***** Dataset rows

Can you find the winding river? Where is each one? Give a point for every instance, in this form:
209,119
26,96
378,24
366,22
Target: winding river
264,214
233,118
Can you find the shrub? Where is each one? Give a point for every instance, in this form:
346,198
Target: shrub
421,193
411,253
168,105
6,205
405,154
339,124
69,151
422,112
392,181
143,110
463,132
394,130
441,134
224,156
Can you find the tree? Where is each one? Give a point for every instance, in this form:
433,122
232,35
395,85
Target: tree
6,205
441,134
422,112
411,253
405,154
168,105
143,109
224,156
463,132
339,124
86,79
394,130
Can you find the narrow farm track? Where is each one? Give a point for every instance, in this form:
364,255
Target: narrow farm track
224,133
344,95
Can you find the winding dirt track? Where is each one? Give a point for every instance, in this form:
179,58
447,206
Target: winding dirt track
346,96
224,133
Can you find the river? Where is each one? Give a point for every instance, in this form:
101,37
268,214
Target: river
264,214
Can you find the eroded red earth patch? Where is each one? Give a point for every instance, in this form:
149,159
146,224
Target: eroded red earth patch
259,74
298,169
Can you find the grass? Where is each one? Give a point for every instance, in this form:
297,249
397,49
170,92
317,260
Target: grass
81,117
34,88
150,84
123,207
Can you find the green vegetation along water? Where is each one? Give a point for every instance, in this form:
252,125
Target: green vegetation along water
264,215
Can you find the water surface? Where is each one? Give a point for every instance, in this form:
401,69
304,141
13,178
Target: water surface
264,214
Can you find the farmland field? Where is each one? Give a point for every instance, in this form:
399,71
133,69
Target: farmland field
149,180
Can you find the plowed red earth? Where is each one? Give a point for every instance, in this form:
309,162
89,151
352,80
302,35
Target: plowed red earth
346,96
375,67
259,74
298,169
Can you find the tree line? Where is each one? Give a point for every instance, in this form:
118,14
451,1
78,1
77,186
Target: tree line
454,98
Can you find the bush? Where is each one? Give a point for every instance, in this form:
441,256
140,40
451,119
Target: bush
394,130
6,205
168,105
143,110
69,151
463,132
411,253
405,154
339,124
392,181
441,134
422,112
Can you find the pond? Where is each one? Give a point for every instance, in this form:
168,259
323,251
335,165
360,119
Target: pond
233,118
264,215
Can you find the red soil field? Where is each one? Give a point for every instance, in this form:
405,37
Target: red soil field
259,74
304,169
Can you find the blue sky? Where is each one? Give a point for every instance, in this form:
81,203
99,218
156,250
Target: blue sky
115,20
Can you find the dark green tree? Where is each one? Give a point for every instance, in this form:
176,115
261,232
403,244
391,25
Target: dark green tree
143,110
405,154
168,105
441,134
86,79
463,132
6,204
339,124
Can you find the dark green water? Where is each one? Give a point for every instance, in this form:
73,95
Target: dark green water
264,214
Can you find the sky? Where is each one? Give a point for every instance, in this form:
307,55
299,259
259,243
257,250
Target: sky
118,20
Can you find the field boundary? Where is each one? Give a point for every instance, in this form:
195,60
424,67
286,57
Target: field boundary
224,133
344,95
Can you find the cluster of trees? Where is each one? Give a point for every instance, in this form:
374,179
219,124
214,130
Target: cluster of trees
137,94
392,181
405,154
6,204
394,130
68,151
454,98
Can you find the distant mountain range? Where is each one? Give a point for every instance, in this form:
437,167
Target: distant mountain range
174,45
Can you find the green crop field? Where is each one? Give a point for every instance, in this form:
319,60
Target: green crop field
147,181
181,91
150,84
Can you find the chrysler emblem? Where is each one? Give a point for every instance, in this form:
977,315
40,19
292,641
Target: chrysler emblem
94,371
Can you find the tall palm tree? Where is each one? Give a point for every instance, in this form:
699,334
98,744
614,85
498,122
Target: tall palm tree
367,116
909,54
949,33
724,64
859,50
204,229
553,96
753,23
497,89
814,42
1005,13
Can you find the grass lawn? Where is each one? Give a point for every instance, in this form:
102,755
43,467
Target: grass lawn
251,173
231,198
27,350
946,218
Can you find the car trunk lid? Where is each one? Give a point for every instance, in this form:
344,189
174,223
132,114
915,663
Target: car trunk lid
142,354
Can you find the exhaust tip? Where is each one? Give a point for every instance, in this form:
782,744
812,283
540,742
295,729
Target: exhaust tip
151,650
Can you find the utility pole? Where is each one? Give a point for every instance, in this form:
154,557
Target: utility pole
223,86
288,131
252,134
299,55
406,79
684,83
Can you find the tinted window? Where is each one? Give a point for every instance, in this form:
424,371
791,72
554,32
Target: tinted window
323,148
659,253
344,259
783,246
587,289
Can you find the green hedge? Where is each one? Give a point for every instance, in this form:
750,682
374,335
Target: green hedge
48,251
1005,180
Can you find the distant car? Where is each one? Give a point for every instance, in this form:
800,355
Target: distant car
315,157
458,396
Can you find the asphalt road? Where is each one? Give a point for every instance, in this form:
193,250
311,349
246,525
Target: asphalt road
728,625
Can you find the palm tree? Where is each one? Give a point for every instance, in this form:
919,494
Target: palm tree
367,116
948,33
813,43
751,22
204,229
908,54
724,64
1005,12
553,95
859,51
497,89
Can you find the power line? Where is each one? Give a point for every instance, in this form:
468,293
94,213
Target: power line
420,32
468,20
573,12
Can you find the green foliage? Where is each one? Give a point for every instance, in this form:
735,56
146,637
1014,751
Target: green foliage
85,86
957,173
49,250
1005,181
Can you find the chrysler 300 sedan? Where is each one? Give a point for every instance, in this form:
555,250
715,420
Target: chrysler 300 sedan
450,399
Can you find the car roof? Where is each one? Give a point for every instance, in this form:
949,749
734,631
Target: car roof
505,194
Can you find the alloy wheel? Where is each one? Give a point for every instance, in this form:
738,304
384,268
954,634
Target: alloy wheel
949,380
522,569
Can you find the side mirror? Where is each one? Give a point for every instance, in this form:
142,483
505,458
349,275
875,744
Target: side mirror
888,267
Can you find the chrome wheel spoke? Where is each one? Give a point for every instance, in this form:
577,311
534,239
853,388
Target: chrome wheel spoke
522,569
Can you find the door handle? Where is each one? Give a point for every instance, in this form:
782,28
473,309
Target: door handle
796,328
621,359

**********

• _Exercise task_
Can you write out every line again, from the line containing "Can you find the power" through the end of the records, requests included, with each point coordinate in the answers multiplied by 2.55 and rounded to a whole number, halves rounding up, while the numbers in the requests and their sample points stay as they are?

• _Task result_
Can you find the power line? Where is each one? Give a point for every instance, in this form:
468,293
94,213
Target: power line
1071,82
1193,51
1461,31
Can you find the green foliage? Where is each one? Give a point for every instance, in this form:
735,56
146,637
1014,751
Target: green foliage
217,219
2440,441
125,638
2563,462
Can you find the chrysler 300 sedan? Where is each one? Give a point for every instance, in this form:
555,250
715,420
Target: chrysler 300 sedan
1148,1017
Can you find the car roof? Where is each one? Give a point for every instance, in this form:
949,749
734,631
Target: car roof
1288,495
Can you find the alloy wheel? Where is each one? Give a point for every instance, in this form:
738,304
384,268
954,634
Target: alloy wheel
2420,969
1331,1451
Can you find the side mirror? Where is each one? Give a point for every instance, in this form:
142,483
505,458
349,275
875,744
Target: side mirror
2264,681
Can you find the chrome wheel spoke? Where is each one? Give a point for every instance, in this form:
577,311
534,239
853,388
Target: chrome wheel spoke
1331,1451
Can you find the door handle? Where is each one? Give a point for every instance, in this form:
782,28
473,309
Target: door handle
2030,836
1584,915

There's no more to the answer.